(Shape labeling records)
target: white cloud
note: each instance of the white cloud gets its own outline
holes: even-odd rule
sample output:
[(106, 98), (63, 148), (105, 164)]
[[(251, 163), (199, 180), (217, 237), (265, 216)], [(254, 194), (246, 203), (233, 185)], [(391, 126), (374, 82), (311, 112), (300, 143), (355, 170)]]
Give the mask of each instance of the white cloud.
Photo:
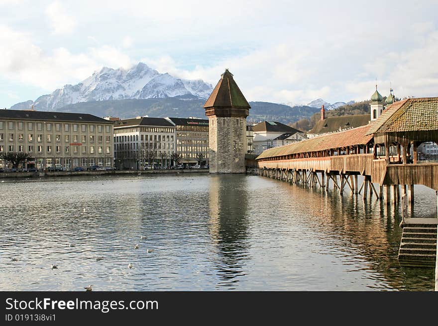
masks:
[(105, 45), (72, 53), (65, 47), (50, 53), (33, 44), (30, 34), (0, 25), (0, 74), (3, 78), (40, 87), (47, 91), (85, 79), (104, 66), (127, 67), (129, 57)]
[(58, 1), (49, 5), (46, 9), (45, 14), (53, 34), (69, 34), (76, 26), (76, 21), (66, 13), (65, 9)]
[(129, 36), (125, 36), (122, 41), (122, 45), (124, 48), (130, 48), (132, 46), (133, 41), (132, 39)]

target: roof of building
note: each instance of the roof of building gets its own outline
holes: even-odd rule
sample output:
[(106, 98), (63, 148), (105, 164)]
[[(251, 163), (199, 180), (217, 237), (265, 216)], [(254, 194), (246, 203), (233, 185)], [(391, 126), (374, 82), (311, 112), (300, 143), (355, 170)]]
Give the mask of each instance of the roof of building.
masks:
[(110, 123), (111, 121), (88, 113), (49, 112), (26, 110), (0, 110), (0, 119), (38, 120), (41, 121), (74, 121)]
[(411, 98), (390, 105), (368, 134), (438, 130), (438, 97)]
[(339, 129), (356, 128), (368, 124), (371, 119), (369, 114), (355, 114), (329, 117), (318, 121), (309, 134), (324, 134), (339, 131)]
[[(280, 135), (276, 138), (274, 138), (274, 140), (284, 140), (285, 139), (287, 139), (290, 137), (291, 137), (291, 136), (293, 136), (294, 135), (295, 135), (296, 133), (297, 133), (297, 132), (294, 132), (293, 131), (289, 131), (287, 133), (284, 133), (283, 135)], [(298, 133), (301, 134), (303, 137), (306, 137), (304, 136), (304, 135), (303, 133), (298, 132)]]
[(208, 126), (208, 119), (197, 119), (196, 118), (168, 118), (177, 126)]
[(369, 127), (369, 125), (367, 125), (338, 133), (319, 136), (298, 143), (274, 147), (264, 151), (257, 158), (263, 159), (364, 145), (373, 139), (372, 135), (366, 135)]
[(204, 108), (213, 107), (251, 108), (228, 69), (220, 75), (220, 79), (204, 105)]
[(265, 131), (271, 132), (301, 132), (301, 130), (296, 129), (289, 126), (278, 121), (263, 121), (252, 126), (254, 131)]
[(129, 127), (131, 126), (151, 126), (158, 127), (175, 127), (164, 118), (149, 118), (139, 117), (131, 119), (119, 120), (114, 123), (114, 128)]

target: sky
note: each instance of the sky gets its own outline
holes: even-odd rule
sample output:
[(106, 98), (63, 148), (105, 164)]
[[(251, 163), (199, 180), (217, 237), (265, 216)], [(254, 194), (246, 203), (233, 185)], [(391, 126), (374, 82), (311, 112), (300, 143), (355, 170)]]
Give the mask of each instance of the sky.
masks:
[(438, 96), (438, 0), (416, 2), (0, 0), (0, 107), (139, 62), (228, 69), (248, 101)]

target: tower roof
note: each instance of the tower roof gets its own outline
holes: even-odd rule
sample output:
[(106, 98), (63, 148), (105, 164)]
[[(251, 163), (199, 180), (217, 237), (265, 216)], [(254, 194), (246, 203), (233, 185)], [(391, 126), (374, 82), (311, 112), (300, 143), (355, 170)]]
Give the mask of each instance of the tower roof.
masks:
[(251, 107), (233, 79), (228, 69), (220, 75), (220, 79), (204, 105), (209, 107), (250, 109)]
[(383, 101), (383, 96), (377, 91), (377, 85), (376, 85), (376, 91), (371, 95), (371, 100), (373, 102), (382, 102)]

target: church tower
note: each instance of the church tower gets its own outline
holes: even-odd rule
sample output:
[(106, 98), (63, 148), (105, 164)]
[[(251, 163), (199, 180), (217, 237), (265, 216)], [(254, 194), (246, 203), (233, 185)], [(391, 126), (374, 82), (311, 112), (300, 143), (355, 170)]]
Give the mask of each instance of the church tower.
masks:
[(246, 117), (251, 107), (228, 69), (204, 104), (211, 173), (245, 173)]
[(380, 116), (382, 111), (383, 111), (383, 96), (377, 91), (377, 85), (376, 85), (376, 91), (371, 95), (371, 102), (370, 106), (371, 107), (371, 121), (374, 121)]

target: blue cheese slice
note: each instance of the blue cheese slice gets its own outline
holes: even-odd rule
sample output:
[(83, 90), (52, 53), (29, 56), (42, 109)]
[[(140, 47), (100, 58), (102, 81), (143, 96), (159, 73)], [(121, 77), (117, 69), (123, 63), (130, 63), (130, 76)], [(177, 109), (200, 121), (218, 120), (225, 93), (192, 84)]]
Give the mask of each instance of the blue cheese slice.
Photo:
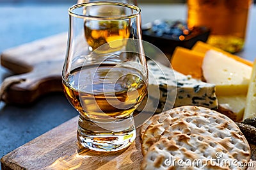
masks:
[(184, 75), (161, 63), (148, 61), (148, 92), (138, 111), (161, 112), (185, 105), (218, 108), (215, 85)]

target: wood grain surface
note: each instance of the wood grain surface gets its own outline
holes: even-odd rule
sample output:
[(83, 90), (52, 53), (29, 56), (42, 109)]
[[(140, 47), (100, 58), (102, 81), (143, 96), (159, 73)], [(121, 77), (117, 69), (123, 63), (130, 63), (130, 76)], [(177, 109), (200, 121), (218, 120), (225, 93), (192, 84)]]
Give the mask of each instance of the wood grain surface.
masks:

• _Exercise directions_:
Convert every line of the listing above into a JSON list of strings, one string per line, skipping blank lines. Omit the pictures.

• _The reply_:
[
  "target: white cloud",
  "note: each instance of the white cloud gets its own outline",
  "holes: even-odd rule",
  "sample output:",
  "[(106, 98), (63, 148), (105, 164)]",
  "[[(251, 163), (199, 180), (217, 237), (265, 216)], [(254, 194), (246, 203), (233, 185)], [(391, 126), (374, 82), (311, 112), (300, 143), (355, 170)]]",
  "Give the mask of each instance of the white cloud.",
  "Photo:",
  "masks:",
  "[(105, 45), (72, 53), (65, 47), (50, 53), (33, 44), (30, 34), (0, 25), (0, 74), (3, 78), (40, 87), (47, 91), (85, 79), (104, 66), (127, 67), (129, 57)]",
  "[(58, 1), (49, 5), (46, 9), (45, 14), (53, 34), (69, 34), (76, 26), (76, 21), (66, 13), (65, 9)]",
  "[(129, 36), (125, 36), (122, 41), (122, 45), (124, 48), (130, 48), (132, 46), (133, 41), (132, 39)]",
  "target: roof of building",
  "note: each instance of the roof of building gets its own outline",
  "holes: even-odd rule",
  "sample output:",
  "[(106, 98), (63, 148), (105, 164)]",
  "[[(251, 163), (199, 180), (217, 237), (265, 216)], [(254, 194), (246, 203), (233, 185)], [(391, 126), (374, 82), (311, 112), (300, 143), (355, 170)]]",
  "Give the mask of each instance of the roof of building.",
  "masks:",
  "[(110, 123), (111, 121), (88, 113), (49, 112), (26, 110), (0, 110), (0, 119), (38, 120), (41, 121), (74, 121)]",
  "[(411, 98), (390, 105), (368, 134), (438, 130), (438, 97)]",
  "[(339, 129), (356, 128), (368, 124), (371, 119), (369, 114), (355, 114), (329, 117), (318, 121), (309, 134), (324, 134), (339, 131)]",
  "[[(280, 135), (276, 138), (274, 138), (274, 140), (284, 140), (285, 139), (287, 139), (290, 137), (291, 137), (291, 136), (293, 136), (294, 135), (295, 135), (296, 133), (297, 133), (297, 132), (294, 132), (293, 131), (289, 131), (287, 133), (284, 133), (283, 135)], [(298, 133), (301, 134), (303, 137), (306, 137), (304, 136), (304, 135), (303, 133), (298, 132)]]",
  "[(208, 126), (208, 119), (197, 119), (196, 118), (168, 118), (177, 126)]",
  "[(369, 127), (369, 125), (367, 125), (338, 133), (319, 136), (298, 143), (274, 147), (264, 151), (257, 158), (263, 159), (364, 145), (373, 139), (372, 135), (366, 135)]",
  "[(204, 108), (213, 107), (251, 108), (228, 69), (220, 75), (220, 79), (204, 105)]",
  "[(265, 131), (271, 132), (301, 132), (301, 130), (296, 129), (289, 126), (278, 121), (263, 121), (252, 126), (254, 131)]",
  "[(129, 127), (131, 126), (151, 126), (158, 127), (175, 127), (164, 118), (149, 118), (139, 117), (131, 119), (119, 120), (114, 123), (114, 128)]",
  "target: sky",
  "note: each instance of the sky gets its own outline",
  "holes: even-odd rule",
  "sample output:",
  "[(106, 98), (63, 148), (105, 164)]",
  "[[(251, 163), (199, 180), (217, 237), (265, 216)], [(254, 194), (246, 203), (233, 185)], [(391, 126), (374, 82), (311, 112), (300, 143), (355, 170)]]",
  "Give the mask of each instance of the sky.",
  "masks:",
  "[(438, 96), (438, 0), (416, 2), (0, 0), (0, 107), (139, 62), (228, 69), (248, 101)]",
  "target: tower roof",
  "note: each instance of the tower roof gets its own outline",
  "holes: even-odd rule",
  "sample output:",
  "[(106, 98), (63, 148), (105, 164)]",
  "[[(251, 163), (199, 180), (217, 237), (265, 216)], [(254, 194), (246, 203), (233, 185)], [(391, 126), (374, 82), (311, 112), (300, 143), (355, 170)]]",
  "Give the mask of each instance of the tower roof.",
  "masks:",
  "[(251, 107), (233, 79), (228, 69), (220, 75), (220, 79), (204, 105), (209, 107), (250, 109)]",
  "[(383, 101), (383, 96), (377, 91), (377, 85), (376, 85), (376, 91), (371, 95), (371, 100), (373, 102), (382, 102)]",
  "target: church tower",
  "note: each instance of the church tower gets its own outline",
  "holes: even-odd rule",
  "sample output:",
  "[(106, 98), (63, 148), (105, 164)]",
  "[[(251, 163), (199, 180), (217, 237), (265, 216)], [(254, 194), (246, 203), (233, 185)], [(391, 126), (374, 82), (311, 112), (300, 143), (355, 170)]]",
  "Give the mask of each instance of the church tower.",
  "masks:",
  "[(246, 117), (251, 107), (228, 69), (204, 104), (211, 173), (245, 173)]",
  "[(380, 116), (382, 111), (383, 111), (383, 96), (377, 91), (377, 85), (376, 85), (376, 91), (371, 95), (371, 102), (370, 106), (371, 107), (371, 121), (374, 121)]",
  "target: blue cheese slice",
  "note: each instance of the blue cheese slice gets its own outline",
  "holes: even-odd rule",
  "sample output:",
  "[(83, 90), (52, 53), (29, 56), (42, 109)]",
  "[[(140, 47), (100, 58), (102, 81), (143, 96), (159, 73)], [(121, 77), (117, 69), (123, 63), (130, 63), (130, 76)], [(177, 109), (200, 121), (218, 120), (225, 93), (192, 84)]]",
  "Give the mask of each instance of the blue cheese slice.",
  "Photo:",
  "masks:",
  "[(184, 75), (161, 63), (148, 61), (148, 92), (138, 111), (161, 112), (185, 105), (218, 108), (215, 85)]",
  "target: wood grain surface",
  "note: each instance of the wood grain surface gets its own outline",
  "holes: even-odd rule",
  "sample output:",
  "[(83, 90), (52, 53), (29, 56), (42, 109)]",
  "[[(140, 47), (100, 58), (102, 81), (143, 96), (159, 73)], [(121, 77), (117, 69), (123, 63), (130, 63), (130, 76)], [(177, 109), (200, 121), (218, 120), (225, 93), (192, 84)]]",
  "Give the mask of each instance of the wood grain surface.",
  "masks:"
]